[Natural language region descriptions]
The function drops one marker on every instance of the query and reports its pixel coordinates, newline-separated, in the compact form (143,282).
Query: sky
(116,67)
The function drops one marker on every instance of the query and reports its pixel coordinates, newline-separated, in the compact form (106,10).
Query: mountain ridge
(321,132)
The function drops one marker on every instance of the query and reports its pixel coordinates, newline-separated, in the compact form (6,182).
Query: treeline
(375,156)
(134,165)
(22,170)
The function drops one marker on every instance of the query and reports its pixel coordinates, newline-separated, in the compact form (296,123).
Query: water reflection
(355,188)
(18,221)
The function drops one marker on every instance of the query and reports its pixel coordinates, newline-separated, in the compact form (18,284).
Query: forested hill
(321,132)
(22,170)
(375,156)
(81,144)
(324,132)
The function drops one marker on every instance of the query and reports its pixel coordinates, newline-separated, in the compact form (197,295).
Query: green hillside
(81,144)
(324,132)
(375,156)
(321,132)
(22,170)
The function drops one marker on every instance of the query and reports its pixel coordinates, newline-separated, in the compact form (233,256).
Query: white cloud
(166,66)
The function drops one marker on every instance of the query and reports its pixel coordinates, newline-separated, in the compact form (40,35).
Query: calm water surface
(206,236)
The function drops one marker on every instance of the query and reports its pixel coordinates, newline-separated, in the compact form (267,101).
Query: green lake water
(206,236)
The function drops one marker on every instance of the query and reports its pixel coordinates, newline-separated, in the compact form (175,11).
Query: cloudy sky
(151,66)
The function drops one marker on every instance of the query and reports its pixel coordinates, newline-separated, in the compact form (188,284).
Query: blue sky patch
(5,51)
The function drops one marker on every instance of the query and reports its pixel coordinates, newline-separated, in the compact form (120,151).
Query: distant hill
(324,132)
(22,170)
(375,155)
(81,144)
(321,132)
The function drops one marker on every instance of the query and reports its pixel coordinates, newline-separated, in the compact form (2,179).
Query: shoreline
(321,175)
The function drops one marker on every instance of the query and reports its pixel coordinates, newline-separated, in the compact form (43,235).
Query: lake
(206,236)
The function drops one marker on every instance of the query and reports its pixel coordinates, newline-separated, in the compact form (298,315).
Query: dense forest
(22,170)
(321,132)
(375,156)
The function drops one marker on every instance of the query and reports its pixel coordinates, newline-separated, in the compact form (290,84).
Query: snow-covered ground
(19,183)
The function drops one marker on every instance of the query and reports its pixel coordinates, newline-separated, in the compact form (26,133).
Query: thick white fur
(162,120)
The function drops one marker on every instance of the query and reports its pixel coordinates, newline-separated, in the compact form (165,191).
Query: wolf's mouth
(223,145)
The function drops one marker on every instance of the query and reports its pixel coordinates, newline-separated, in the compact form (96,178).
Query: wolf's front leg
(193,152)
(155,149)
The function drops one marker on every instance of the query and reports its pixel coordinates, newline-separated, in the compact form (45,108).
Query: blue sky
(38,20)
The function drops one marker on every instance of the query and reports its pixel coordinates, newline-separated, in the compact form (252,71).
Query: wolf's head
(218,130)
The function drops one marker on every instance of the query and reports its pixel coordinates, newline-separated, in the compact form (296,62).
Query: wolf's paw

- **What to do**
Retype the portion of the data above that starts on the line with "compact form (26,133)." and finishes on the line with "compact form (96,178).", including both of those lines.

- **Task response**
The function drops one marker on every instance of the query and reports its pixel coordinates, newline-separated, in the compact form (26,133).
Query: thick white fur
(162,120)
The function drops one marker on every instance of the query and reports its pixel coordinates, newline-separated, in the compact form (165,191).
Query: wolf's mouth
(223,145)
The function drops one marker on every instance of the query and reports its pixel coordinates, newline-separated, in the compact form (96,178).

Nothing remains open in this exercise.